(Stored entries)
>> start

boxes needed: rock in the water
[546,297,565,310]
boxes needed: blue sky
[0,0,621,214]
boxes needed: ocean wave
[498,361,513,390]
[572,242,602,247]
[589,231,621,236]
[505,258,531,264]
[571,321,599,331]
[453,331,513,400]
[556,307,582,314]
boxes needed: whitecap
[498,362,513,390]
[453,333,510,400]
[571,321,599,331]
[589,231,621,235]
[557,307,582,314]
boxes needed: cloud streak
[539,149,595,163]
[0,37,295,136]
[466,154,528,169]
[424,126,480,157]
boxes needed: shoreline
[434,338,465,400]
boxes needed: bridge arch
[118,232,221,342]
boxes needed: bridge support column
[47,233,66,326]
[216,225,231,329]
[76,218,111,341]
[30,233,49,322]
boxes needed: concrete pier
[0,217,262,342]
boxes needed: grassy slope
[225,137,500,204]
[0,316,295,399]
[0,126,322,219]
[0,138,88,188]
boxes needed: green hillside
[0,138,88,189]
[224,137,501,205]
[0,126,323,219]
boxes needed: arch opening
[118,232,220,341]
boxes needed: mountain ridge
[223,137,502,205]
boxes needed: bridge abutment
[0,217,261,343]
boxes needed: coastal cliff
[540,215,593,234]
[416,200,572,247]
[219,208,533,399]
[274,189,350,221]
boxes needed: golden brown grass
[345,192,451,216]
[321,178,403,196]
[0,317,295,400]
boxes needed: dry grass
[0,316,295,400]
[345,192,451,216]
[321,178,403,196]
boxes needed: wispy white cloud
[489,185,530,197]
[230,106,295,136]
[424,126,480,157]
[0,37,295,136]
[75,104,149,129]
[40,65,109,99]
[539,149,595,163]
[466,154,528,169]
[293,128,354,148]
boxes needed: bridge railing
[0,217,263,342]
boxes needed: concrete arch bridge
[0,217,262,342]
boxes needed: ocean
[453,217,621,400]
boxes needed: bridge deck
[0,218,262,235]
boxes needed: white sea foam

>> end

(WORK TO BE COMPLETED): Please recast every line of the items above as a Markdown table with two columns, Row and Line, numbering each row and leaving out blank lines.

(EXERCISE SOLUTION):
| Row | Line |
|---|---|
| 1 | boxes needed: rock in the water |
| 2 | [546,297,565,310] |
| 3 | boxes needed: blue sky |
| 4 | [0,0,621,214] |
| 5 | boxes needed: ocean wave |
| 6 | [498,361,513,390] |
| 7 | [572,242,602,247] |
| 8 | [589,231,621,236] |
| 9 | [505,258,531,264] |
| 10 | [571,321,599,331] |
| 11 | [453,331,513,400] |
| 12 | [556,307,582,314] |
| 13 | boxes needed: whitecap |
| 14 | [498,362,513,390] |
| 15 | [453,333,510,400] |
| 16 | [571,321,599,331] |
| 17 | [589,231,621,235] |
| 18 | [557,307,582,314] |
| 19 | boxes needed: cloud streak |
| 20 | [539,149,595,163] |
| 21 | [0,37,295,136] |
| 22 | [466,154,528,169] |
| 23 | [424,126,480,157] |
| 24 | boxes needed: shoreline |
| 25 | [434,338,465,400] |
| 26 | boxes needed: bridge arch |
| 27 | [118,232,221,342] |
| 28 | boxes needed: bridge support column |
| 29 | [47,233,66,326] |
| 30 | [216,225,231,329] |
| 31 | [76,218,111,341] |
| 32 | [30,233,49,322] |
| 33 | boxes needed: concrete pier |
| 34 | [0,217,262,342] |
| 35 | boxes needed: grassy slope |
| 36 | [225,137,500,204] |
| 37 | [0,316,295,399] |
| 38 | [0,126,322,219] |
| 39 | [0,138,88,188] |
| 40 | boxes needed: green hillside |
| 41 | [0,138,88,189] |
| 42 | [224,137,501,205] |
| 43 | [0,126,323,219] |
| 44 | boxes needed: arch opening |
| 45 | [118,232,220,341] |
| 46 | boxes needed: mountain ridge |
| 47 | [223,137,502,205] |
| 48 | boxes needed: bridge abutment |
| 49 | [0,217,261,343] |
| 50 | boxes needed: coastal cliff |
| 51 | [540,215,593,234] |
| 52 | [416,200,572,247] |
| 53 | [219,208,533,399] |
| 54 | [274,189,350,221] |
| 55 | boxes needed: golden brown grass |
| 56 | [345,192,451,216] |
| 57 | [321,178,403,196] |
| 58 | [0,317,295,400] |
| 59 | boxes needed: dry grass |
| 60 | [0,316,295,400] |
| 61 | [345,192,451,216] |
| 62 | [321,178,403,196] |
| 63 | boxes needed: wispy white cloud |
| 64 | [489,185,530,197] |
| 65 | [230,106,295,136] |
| 66 | [424,126,480,157] |
| 67 | [0,37,295,136] |
| 68 | [75,104,149,129] |
| 69 | [40,65,109,99] |
| 70 | [539,149,595,163] |
| 71 | [466,154,528,169] |
| 72 | [293,128,354,148] |
| 73 | boxes needed: bridge railing |
| 74 | [0,217,263,342] |
| 75 | boxes needed: concrete arch bridge |
| 76 | [0,217,262,342] |
| 77 | boxes needed: ocean |
| 78 | [453,217,621,400] |
| 79 | boxes needed: bridge deck |
| 80 | [0,218,262,235] |
| 81 | boxes needed: white sea foam |